BEGIN PAGE EXTRACT

Before you commit to a total make-over of that wood surface first try Liquid Gold. If further repair is needed try Murphy Oil Soap applied with a paint brush for the flat surfaces and a toothbrush for crevices and wipe with a clean dry non-abrasive cloth. Follow this with some Old English Wood Stain from the cleaner isle. If this does not work lets get started. There are 5 basic steps involved. If you wish to discover the original finish,apply denatured alcohol ( a multipurpose solvent necessary for thinning shellac). This strips shellac (a natural alcohol-soluble resin made from female lac bug secretions. The female lac bugs use this to protect their egg sacks and can be found mostly in the forests of India). If the finish is a water based polyurethane ( tough-resistant man-made resin either water or oil based) denatured alcohol will soften it but not remove it. If it is varnish( a transparent, hard, protective finish made by combining a drying oil, a resin, and a thinner) or an oil based polyurethane it will not touch it.
Use a paint brush and apply a commercial grade stripper with a brush to the dry surface and let stand at least 10 minutes but no longer than 15 minutes. Watch for the underneath surface to turn dull. Do this process outside. If it must be done inside open all windows and doors and turn fans on blowing across surface toward open windows. Inhaling stripper fumes can and has caused severe damage to lungs, heart and the brain. Be careful. Do not allow children or spectators in area. Go out and get deep breaths of fresh air every few minutes.Do not do this process if pregnant. Severe damage to the unborn child can occur.
Surface can be damp. Use a dull scraper for flat surfaces. Curves and crevices will require toothbrushes or other small devises. Be very gentle. Do not damage the wood. Do not use wire bristles.

END PAGE EXTRACT
BEGIN RECORDS SUPPLIED

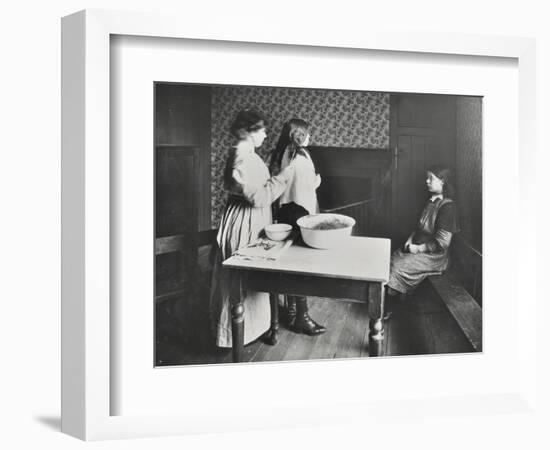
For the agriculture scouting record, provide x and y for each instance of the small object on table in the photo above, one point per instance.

END RECORDS SUPPLIED
BEGIN RECORDS SUPPLIED

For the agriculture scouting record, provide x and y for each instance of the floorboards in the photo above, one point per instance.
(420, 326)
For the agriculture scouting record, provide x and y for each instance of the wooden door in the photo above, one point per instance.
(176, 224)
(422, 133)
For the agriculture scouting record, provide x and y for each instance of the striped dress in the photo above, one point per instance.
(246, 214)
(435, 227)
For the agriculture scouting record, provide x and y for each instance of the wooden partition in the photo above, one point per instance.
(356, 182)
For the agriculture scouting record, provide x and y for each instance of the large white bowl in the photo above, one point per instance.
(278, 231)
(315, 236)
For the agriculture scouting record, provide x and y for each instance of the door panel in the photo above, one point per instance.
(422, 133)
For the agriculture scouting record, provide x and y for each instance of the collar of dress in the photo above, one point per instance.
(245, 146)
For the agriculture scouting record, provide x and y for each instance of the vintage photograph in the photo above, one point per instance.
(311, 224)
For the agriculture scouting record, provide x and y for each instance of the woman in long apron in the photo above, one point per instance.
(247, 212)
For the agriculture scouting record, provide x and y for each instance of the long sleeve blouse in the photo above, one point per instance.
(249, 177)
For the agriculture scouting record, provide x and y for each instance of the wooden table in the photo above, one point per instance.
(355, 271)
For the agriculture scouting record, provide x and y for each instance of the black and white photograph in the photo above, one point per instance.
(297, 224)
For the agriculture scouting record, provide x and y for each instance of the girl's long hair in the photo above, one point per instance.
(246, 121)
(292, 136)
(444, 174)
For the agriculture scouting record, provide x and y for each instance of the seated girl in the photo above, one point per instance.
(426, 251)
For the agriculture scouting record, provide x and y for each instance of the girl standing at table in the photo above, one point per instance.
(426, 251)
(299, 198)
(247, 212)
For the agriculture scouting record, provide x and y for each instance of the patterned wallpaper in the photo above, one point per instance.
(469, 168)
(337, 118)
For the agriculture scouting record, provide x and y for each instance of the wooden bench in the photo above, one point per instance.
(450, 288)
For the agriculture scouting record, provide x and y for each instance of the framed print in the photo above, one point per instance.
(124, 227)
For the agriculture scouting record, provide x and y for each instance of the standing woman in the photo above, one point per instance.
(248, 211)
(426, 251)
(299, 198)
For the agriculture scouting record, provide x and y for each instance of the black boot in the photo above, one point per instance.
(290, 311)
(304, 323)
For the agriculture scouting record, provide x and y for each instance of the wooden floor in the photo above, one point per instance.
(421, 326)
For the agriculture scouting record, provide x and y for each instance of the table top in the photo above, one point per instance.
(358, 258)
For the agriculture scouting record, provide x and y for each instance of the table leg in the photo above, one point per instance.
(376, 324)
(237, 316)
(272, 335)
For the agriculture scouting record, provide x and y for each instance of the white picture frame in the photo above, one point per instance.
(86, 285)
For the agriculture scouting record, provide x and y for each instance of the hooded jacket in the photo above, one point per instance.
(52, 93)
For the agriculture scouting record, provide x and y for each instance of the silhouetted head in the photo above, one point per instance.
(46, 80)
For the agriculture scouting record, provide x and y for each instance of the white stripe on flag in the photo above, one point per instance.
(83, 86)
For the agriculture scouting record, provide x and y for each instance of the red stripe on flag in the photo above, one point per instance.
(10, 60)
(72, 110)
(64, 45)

END RECORDS SUPPLIED

[SET TASK 1] Put this sentence from the text on stripping a wood finish into Spanish: "Use a dull scraper for flat surfaces."
[SET TASK 2] Reproduce the wood-stripping text word for word, from "Surface can be" to "use wire bristles.".
[SET TASK 3] Carry on the text about stripping an old wood finish from the point where it stops.
The records aren't needed here.

[WRITTEN RESPONSE 1] Usa un raspador sin filo para las superficies planas.

[WRITTEN RESPONSE 2]
Surface can be damp. Use a dull scraper for flat surfaces. Curves and crevices will require toothbrushes or other small devises. Be very gentle. Do not damage the wood. Do not use wire bristles.

[WRITTEN RESPONSE 3]
Shellac is preferable as a sealer. It is easy to remove. Rub the surface with fine sandpaper or extra fine steel wool and denatured alcohol. Dry with a soft cloth and vacuum. Now seal using Seal Cote ( a waterproofing agent) applied with a soft cotton cloth..
When the Seal Cote is dry it is time to add color. When using stain try it on the back side or underneath for color testing. If not possible try it on a similar piece of wood. Maple, cherry and pine will not absorb stain evenly & should be dyed and not stained .If a glaze is used putting coats on top of each other without drying in between causes smearing. Let one coat dry and then cover with a coat of spar varnish (An oil base blend of natural oils and synthetic resins) between each coat of glaze. Be sure surface is dry before applying next coat of anything except stain. Spar varnish should dry overnight or as directed on container.
When surface is dry apply 2 coats of gloss varnish drying between coats and then finish off with a coat of satin spar varnish.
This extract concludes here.